Kutipan Berita:
↓↓↓

Hilangnya Dokumen Munir Dinilai Perlu Diproses Hukum
YOGYAKARTA, SATUHARAPAN.COM - Dewan Pembina Pusat Studi Hak Asasi Manusia Universitas Islam Indonesia Busyro Muqoddas mengatakan kabar hilangnya dokumen tim pencari fakta kasus pembunuhan aktivis hak asasi manusia Munir perlu diproses hukum oleh kepolisian.
"Barang siapa menghilangkan dokumen negara dia bisa diproses, dokumen negara kok sampai hilang," kata Busyro seusai penutupan "Anti Corruption Summit (ACS) 2016" di Yogyakarta, hari Rabu (26/10).
Menurut Busyro penyelesaian kasus pembunuhan Munir tidak boleh ditunda dan harus segera diselesaikan sebab kasus yang terjadi pada 2004 itu telah mencoreng nama Indonesia di kancah internasional khususnya dalam lingkup isu HAM.
"Kepada pemerintah sekarang maupun juga mantan presiden SBY, kasus sudah tidak bisa ditunda lagi karena itu merupakan sebuah tragedi kemanusiaan yang sempurna," kata mantan ketua Komisi Pemberantasan Korupsi (KPK) itu.
Namun demikian, ia menilai penyelesian kasus itu tetap bergantung pada kemauan kuat dari pemerintah. "Ini tergantung ada "poilitical will" berbasis kejujuran dari pemerintah atau tidak," kata dia.

↑↑↑

Cuplikan Catatan:
↓↓↓

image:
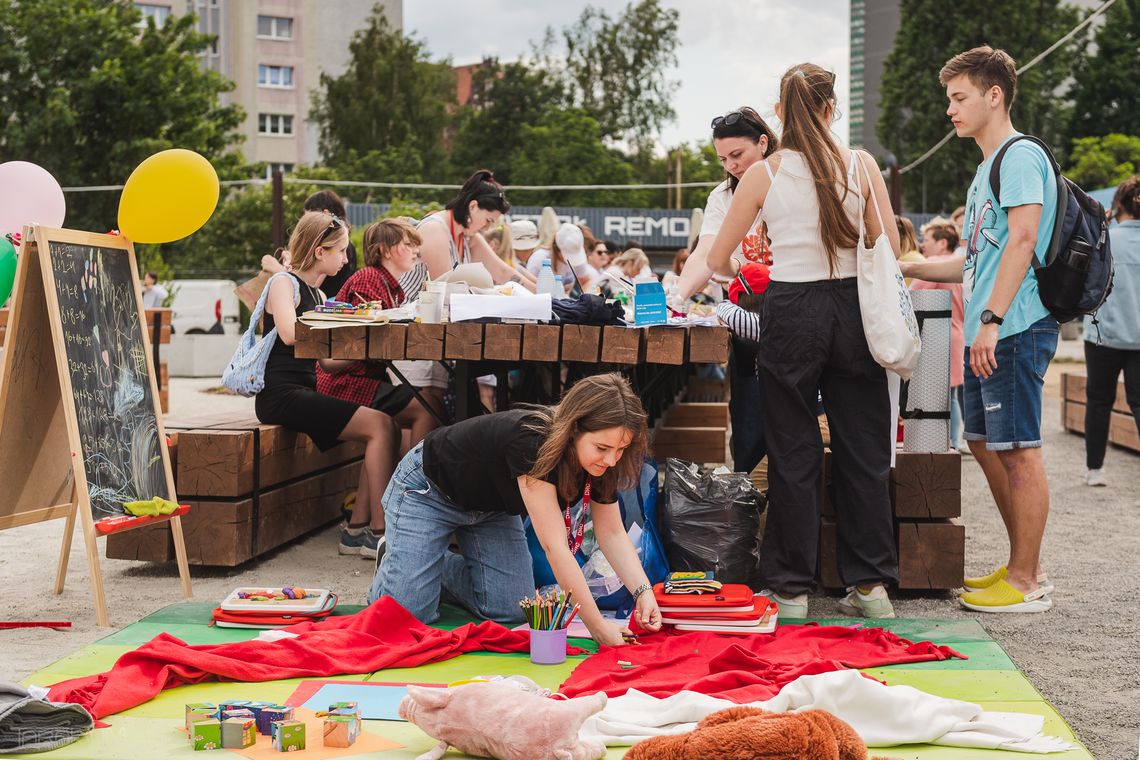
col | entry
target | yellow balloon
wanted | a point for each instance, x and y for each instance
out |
(168, 196)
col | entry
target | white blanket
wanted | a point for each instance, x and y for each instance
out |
(882, 716)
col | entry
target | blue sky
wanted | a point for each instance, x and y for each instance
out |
(732, 51)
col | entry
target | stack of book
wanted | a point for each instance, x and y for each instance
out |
(702, 604)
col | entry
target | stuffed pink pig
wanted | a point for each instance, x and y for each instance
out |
(497, 719)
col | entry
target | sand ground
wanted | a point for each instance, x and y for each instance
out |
(1083, 655)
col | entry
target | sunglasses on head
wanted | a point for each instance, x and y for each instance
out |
(336, 222)
(732, 119)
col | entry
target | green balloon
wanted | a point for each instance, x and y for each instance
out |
(7, 269)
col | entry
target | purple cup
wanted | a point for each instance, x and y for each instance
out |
(548, 647)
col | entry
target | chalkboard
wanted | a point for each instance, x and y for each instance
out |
(106, 359)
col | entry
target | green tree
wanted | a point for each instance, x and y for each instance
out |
(617, 68)
(1098, 162)
(914, 104)
(391, 100)
(504, 97)
(88, 96)
(566, 148)
(1106, 87)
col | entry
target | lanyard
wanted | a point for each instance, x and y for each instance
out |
(573, 537)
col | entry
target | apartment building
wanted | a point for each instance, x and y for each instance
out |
(275, 51)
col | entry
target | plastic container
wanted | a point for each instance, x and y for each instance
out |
(546, 282)
(548, 647)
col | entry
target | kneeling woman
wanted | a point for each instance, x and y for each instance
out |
(477, 479)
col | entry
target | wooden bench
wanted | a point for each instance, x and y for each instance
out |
(251, 488)
(926, 498)
(1122, 426)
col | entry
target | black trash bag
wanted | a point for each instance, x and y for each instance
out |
(710, 522)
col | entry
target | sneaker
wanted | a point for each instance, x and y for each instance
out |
(1001, 597)
(873, 604)
(986, 581)
(790, 606)
(359, 540)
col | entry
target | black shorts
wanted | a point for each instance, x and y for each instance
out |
(303, 409)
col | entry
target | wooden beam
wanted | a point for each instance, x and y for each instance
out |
(623, 345)
(708, 345)
(580, 343)
(463, 341)
(540, 342)
(503, 342)
(349, 342)
(665, 345)
(387, 341)
(425, 341)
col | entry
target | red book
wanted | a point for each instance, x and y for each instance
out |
(759, 607)
(732, 597)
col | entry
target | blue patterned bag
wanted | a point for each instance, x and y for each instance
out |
(246, 372)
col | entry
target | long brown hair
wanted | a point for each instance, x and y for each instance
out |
(594, 403)
(806, 92)
(316, 229)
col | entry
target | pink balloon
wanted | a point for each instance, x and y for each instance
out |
(29, 194)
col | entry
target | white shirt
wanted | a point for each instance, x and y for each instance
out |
(792, 213)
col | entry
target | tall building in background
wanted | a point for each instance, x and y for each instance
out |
(275, 51)
(874, 24)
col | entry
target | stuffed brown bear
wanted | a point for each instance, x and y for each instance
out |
(752, 734)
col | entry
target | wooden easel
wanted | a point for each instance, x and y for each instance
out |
(42, 454)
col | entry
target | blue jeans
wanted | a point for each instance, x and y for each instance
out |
(488, 577)
(1004, 409)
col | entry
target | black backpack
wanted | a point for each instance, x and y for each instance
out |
(1077, 274)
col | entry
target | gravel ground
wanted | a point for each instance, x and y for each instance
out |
(1082, 655)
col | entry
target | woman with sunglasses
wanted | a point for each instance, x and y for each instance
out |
(741, 138)
(815, 196)
(290, 397)
(454, 235)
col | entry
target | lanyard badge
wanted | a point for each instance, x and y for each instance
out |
(573, 537)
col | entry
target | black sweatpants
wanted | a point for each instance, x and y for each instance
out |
(1104, 367)
(812, 338)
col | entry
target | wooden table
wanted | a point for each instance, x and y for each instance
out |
(495, 349)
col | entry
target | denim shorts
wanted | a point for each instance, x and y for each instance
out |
(1004, 409)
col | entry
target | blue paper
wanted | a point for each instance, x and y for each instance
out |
(375, 702)
(649, 304)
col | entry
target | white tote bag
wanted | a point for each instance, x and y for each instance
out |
(884, 300)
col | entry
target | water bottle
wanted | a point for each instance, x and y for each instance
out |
(546, 283)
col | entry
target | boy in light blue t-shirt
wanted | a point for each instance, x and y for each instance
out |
(1010, 336)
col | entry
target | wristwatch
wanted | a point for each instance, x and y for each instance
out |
(991, 318)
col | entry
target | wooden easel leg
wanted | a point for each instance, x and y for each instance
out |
(184, 566)
(92, 564)
(65, 552)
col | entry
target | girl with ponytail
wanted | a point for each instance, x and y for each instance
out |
(809, 194)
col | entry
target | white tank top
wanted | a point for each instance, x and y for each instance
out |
(791, 211)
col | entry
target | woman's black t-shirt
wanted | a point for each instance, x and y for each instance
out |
(477, 463)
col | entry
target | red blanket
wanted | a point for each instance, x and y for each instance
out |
(383, 635)
(741, 668)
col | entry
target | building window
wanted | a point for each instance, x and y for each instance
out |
(160, 14)
(275, 75)
(275, 27)
(284, 169)
(275, 124)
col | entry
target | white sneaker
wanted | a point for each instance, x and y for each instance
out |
(792, 606)
(874, 604)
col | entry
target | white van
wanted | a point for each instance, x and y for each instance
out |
(204, 307)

↑↑↑

Perintah:
1. Ganti "mencoreng" dengan "merusak" pada berita tentang kasus Munir, lalu tuliskan kembali bagiannya mulai dari "Menurut Busyro penyelesaian" sampai dengan "lingkup isu HAM.".
2. Kumpulkan semua baris dalam catatan yang mengandung kata "with".

Jawaban yang Diharapkan:
1.
Menurut Busyro penyelesaian kasus pembunuhan Munir tidak boleh ditunda dan harus segera diselesaikan sebab kasus yang terjadi pada 2004 itu telah merusak nama Indonesia di kancah internasional khususnya dalam lingkup isu HAM.

2.
target | woman with sunglasses
target | girl with ponytail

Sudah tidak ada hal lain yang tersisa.